[[ SOURCE DATA open ]]

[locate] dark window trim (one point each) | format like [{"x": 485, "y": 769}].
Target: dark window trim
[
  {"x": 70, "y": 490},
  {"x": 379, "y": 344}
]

[[ SOURCE DATA closed ]]

• _WHAT TO DO_
Repeat the data above exactly.

• _RESULT OF THE EXERCISE_
[locate] dark window trim (one point each) | format like [{"x": 485, "y": 769}].
Target: dark window trim
[
  {"x": 70, "y": 490},
  {"x": 379, "y": 344}
]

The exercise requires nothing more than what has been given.